Le nombre de personnes hospitalisées pour le Covid-19 en Suisse a plus que doublé ce dernier mois. De 450 il est passé à plus de 1100. Et ce n’est que le début, s’inquiètent les épidémiologistes et les responsables des hôpitaux: "La situation se dégrade", commente Philippe Eckert, directeur du Centre hospitalier universitaire vaudois (CHUV), vendredi dans La Matinale de la RTS.
"Nous avons une augmentation significative du nombre de patients (atteints du Covid): quatre patients aux soins intensifs il y a cinq jours, douze aujourd'hui. L'augmentation est très rapide dans un hôpital déjà très chargé", précise-t-il.
Des transferts de patients
L’heure est donc aux solutions pour éviter une paralysie du système hospitalier. La cellule de coordination des soins intensifs, pilotée par le CHUV, a été réactivée il y a une dizaine de jours. Elle a d'ailleurs déjà commencé à transférer certains patients, selon Jean-Daniel Chiche, chef de service au CHUV et responsable de cette cellule.
"Pour l’instant, on arrive à se débrouiller. Mais hier (mercredi, ndlr), par exemple, on a admis deux patients au CHUV en provenance de Morges, qui était saturé avec une augmentation du nombre de Covid. Nos collègues de Morges étaient dans l’incapacité de les prendre en charge puisque leurs soins intensifs étaient pleins et sans opportunité de sortie pour les autres patients qui y étaient."
==*==
### Consigne
Pouvez-vous poursuivre l'extrait sur la hausse des hospitalisations liées au Covid-19 en Suisse après sa dernière phrase ? Les entrées ne servent pas à réaliser cette consigne.
==*==
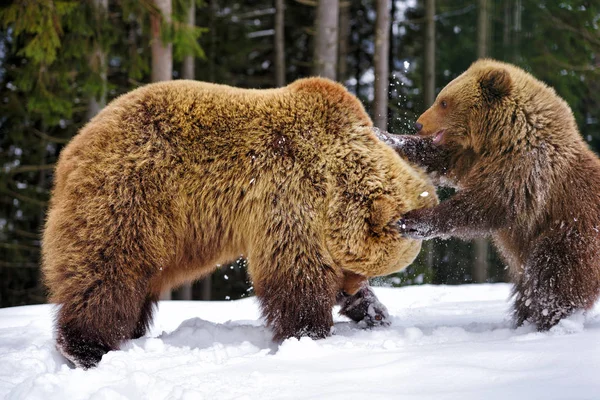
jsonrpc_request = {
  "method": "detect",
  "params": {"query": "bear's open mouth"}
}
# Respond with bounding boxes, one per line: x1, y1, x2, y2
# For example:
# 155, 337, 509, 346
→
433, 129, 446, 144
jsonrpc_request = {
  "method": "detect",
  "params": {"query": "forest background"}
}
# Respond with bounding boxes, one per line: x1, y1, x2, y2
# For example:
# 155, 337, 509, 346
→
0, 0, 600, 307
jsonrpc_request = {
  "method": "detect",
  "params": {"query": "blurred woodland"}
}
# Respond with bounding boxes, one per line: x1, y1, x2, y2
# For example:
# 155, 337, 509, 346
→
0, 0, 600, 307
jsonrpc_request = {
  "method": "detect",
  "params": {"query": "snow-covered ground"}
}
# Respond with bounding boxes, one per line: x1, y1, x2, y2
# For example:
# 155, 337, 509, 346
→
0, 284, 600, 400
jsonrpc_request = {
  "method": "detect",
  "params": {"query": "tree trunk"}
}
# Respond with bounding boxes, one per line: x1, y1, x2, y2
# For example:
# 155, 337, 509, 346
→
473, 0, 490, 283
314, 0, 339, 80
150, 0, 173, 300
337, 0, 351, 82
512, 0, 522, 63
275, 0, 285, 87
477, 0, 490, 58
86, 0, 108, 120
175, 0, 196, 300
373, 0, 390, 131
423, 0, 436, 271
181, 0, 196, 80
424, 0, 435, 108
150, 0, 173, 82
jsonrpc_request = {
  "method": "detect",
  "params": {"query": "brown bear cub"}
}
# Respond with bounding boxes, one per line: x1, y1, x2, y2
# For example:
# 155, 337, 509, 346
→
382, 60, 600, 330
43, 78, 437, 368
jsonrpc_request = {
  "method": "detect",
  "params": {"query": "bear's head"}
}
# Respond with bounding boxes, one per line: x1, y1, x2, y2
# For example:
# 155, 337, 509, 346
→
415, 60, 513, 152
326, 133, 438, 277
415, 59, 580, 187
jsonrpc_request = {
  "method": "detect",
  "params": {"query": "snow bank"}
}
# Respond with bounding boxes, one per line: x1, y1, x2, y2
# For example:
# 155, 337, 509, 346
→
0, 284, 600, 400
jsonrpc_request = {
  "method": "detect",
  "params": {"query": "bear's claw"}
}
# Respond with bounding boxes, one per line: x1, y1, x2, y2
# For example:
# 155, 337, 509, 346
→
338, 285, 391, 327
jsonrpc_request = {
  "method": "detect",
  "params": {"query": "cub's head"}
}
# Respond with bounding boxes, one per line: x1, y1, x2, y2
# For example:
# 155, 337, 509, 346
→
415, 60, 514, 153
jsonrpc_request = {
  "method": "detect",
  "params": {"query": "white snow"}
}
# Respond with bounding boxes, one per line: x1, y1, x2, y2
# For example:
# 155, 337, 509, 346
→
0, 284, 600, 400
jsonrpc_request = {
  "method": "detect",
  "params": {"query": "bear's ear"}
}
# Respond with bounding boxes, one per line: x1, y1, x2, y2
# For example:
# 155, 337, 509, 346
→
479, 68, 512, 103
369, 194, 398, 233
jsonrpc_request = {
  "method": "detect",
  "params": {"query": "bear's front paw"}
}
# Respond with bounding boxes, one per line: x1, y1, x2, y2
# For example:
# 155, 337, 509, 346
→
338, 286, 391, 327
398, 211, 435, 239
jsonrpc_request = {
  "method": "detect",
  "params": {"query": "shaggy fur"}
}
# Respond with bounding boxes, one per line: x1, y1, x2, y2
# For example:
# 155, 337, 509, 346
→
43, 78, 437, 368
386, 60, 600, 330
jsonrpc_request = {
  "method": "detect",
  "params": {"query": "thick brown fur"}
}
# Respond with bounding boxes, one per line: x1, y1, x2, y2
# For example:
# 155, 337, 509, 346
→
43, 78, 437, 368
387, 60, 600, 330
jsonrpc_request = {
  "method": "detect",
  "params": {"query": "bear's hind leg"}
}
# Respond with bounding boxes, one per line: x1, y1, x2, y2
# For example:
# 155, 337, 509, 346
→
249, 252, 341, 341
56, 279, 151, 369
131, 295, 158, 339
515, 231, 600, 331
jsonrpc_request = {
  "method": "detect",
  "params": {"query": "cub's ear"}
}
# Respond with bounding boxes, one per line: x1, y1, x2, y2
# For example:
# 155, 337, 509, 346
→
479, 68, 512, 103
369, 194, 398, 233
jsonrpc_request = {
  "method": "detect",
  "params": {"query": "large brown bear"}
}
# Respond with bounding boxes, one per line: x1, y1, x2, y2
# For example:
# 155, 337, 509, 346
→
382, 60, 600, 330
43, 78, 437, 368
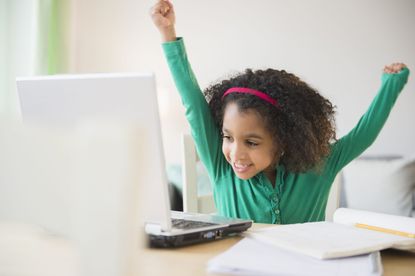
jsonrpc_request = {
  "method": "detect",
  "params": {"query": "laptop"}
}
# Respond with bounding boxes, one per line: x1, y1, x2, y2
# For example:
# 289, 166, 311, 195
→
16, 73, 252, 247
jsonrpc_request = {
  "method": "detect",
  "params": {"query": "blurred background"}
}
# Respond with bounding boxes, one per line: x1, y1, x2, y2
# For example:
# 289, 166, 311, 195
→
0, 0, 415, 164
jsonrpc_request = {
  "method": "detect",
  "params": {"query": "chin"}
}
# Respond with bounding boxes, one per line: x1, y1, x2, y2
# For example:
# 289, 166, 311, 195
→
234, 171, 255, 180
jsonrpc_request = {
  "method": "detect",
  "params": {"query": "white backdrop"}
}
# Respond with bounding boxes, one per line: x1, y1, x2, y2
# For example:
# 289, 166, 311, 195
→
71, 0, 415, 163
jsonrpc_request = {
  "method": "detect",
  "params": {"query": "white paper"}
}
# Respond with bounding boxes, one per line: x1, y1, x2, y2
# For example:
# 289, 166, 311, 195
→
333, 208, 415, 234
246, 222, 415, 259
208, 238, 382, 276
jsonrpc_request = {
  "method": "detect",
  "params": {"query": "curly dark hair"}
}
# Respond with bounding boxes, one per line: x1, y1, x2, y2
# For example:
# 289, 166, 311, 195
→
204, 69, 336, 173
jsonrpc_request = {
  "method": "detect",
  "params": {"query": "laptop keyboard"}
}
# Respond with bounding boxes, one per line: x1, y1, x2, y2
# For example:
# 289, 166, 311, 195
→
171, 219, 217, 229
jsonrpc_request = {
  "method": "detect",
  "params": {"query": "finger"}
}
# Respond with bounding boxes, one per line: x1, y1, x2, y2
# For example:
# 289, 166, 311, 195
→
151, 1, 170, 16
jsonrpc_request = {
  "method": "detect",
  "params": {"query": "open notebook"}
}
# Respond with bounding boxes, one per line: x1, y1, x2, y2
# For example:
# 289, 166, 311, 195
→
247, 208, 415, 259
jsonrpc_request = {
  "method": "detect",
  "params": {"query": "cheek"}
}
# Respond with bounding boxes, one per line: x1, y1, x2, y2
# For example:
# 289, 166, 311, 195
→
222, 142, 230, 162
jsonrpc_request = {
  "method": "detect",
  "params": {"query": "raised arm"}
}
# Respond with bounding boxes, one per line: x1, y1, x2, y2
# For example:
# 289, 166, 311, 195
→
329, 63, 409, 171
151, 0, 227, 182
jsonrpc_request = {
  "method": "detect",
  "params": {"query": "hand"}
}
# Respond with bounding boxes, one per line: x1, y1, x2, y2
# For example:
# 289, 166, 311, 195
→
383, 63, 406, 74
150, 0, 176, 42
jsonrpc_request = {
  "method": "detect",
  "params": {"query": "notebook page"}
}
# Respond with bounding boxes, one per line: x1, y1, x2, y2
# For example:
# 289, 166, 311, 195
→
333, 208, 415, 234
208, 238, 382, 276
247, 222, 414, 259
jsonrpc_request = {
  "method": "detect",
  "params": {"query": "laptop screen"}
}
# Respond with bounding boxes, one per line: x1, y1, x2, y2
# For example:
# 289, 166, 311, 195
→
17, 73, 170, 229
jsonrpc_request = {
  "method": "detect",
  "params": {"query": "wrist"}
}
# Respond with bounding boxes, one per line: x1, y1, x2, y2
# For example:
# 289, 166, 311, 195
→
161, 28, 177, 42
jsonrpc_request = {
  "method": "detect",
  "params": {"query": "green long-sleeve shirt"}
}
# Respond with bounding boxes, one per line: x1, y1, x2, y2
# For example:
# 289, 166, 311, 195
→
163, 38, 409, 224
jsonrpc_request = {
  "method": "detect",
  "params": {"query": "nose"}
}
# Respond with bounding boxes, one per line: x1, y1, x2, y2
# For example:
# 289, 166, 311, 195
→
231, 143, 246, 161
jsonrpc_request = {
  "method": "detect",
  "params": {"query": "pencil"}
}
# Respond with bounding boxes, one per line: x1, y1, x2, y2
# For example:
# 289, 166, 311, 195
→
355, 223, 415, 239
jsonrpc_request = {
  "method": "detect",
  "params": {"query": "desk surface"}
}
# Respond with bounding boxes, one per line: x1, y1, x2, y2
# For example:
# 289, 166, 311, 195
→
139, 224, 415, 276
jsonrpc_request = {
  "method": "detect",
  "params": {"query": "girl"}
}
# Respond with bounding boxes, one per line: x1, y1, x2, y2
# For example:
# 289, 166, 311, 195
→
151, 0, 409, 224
==*==
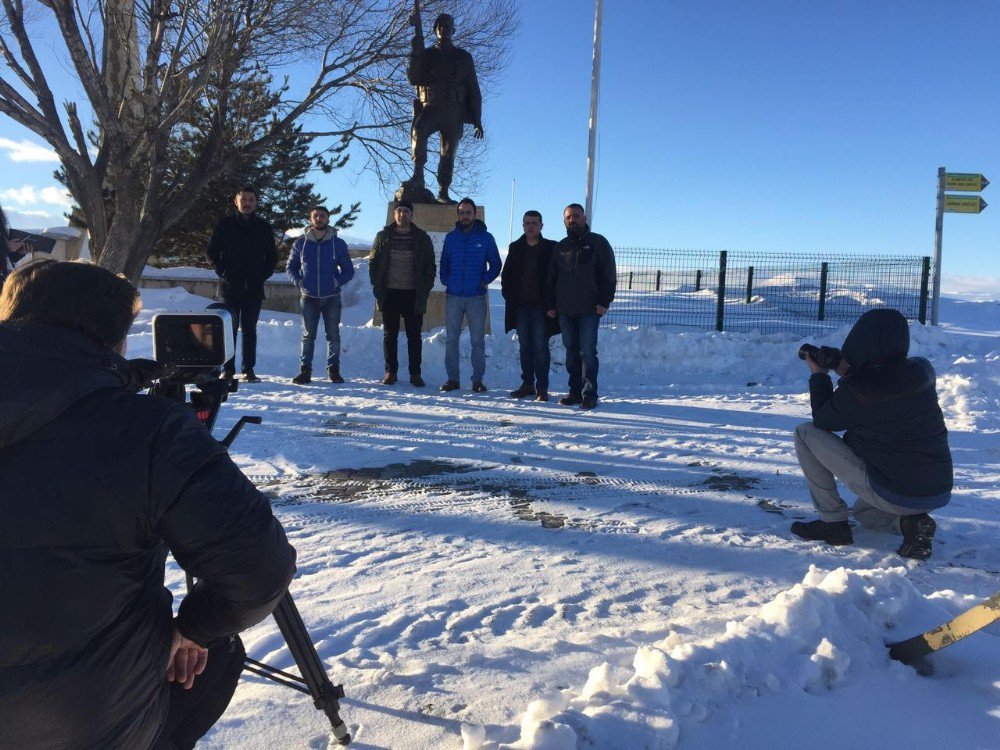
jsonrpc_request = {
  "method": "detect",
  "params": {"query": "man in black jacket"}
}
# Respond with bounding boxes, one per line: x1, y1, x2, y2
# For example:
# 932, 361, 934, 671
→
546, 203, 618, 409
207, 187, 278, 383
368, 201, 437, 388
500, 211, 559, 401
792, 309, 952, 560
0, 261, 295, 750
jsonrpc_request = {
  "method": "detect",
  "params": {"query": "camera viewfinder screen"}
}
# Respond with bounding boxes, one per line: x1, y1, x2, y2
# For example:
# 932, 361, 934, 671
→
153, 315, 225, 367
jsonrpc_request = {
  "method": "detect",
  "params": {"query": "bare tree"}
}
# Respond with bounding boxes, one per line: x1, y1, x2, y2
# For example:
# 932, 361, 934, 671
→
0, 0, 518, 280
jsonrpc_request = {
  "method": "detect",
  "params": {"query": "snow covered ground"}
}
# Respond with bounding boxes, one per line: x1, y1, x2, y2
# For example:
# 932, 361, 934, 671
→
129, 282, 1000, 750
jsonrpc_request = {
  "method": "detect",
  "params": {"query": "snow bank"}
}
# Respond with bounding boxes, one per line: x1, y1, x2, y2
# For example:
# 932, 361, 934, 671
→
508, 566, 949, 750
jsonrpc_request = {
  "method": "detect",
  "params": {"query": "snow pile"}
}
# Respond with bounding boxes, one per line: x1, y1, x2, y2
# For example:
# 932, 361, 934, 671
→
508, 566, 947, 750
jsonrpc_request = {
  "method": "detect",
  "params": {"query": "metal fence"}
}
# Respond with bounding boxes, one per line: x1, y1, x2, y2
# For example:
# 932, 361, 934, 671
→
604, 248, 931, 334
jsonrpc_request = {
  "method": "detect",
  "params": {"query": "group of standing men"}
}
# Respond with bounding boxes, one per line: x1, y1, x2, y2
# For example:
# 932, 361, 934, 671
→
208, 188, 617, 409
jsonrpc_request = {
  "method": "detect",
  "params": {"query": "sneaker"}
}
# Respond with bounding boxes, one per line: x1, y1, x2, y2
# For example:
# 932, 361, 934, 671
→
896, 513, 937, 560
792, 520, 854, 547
==*==
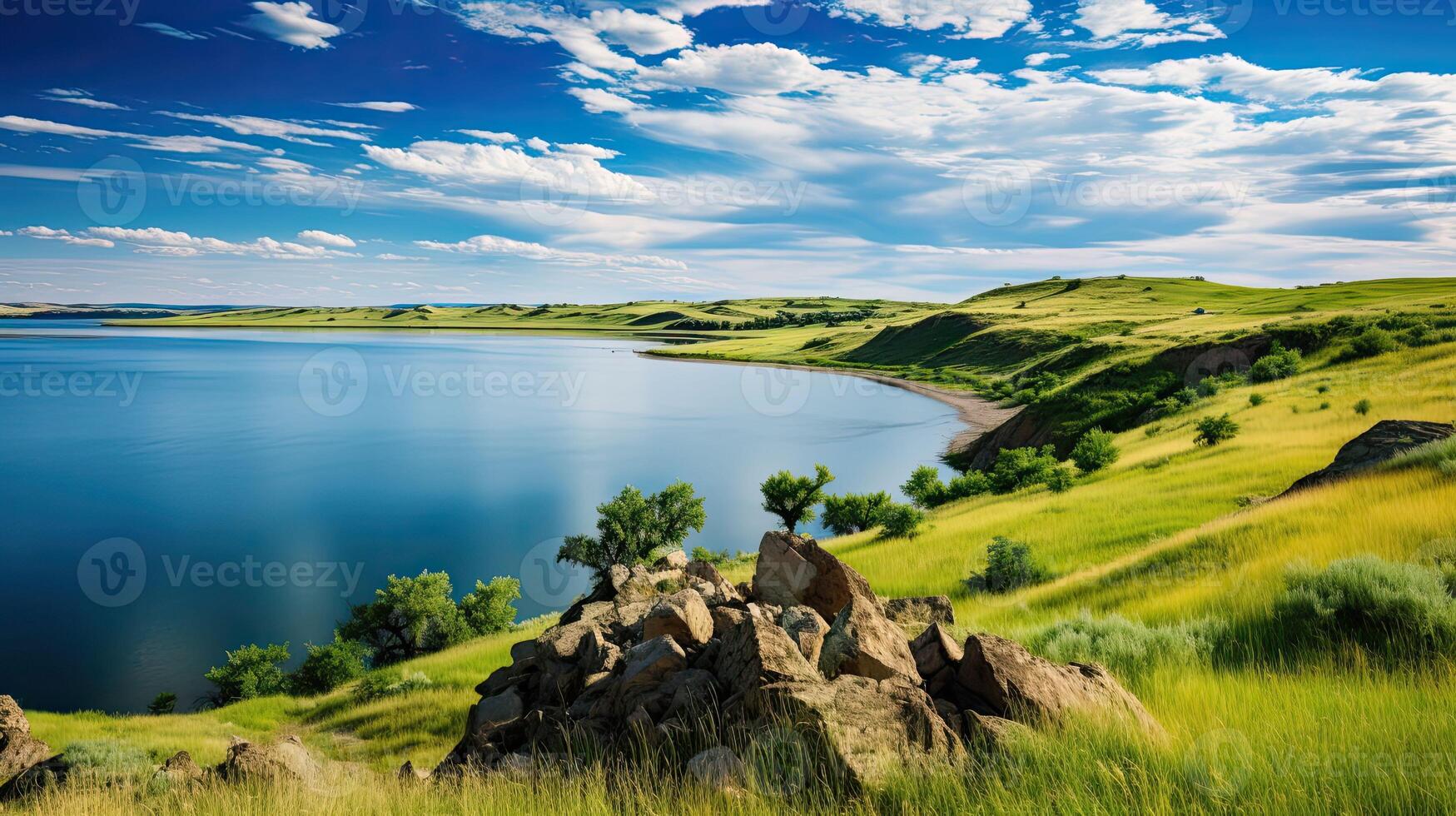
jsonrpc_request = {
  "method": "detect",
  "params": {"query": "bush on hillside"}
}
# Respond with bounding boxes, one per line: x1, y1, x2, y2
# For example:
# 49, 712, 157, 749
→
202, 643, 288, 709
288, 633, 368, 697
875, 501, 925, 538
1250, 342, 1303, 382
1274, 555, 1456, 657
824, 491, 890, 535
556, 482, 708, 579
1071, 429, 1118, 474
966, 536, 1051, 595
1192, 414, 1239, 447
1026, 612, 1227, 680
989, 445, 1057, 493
==*==
### Réponse attendue
Stratégie de recrutement
Le manque de personnel soignant représente une autre inquiétude. Les hôpitaux observent en effet un certain épuisement et de l'absentéisme au sein de leurs troupes. C'est notamment le cas au CHUV: "On ne peut pas ouvrir toutes nos structures, car nous n'avons pas la flexibilité que l'on avait par exemple lors de la première vague, il y a une année et demie", indique Philippe Eckert.
Face à la pénurie annoncée de personnel, les établissements se préparent à embaucher des renforts. L'Hôpital du Valais s'attend à devoir le faire prochainement: "La stratégie de recrutement consiste d’une part à permettre à des jeunes de se former dans le domaine des soins intensifs. Ensuite, nous reprenons contact avec des personnes qui sont à la retraite pour leur proposer de venir temporairement nous aider dans cette période difficile", explique Eric Bonvin, directeur de l'hôpital du Valais.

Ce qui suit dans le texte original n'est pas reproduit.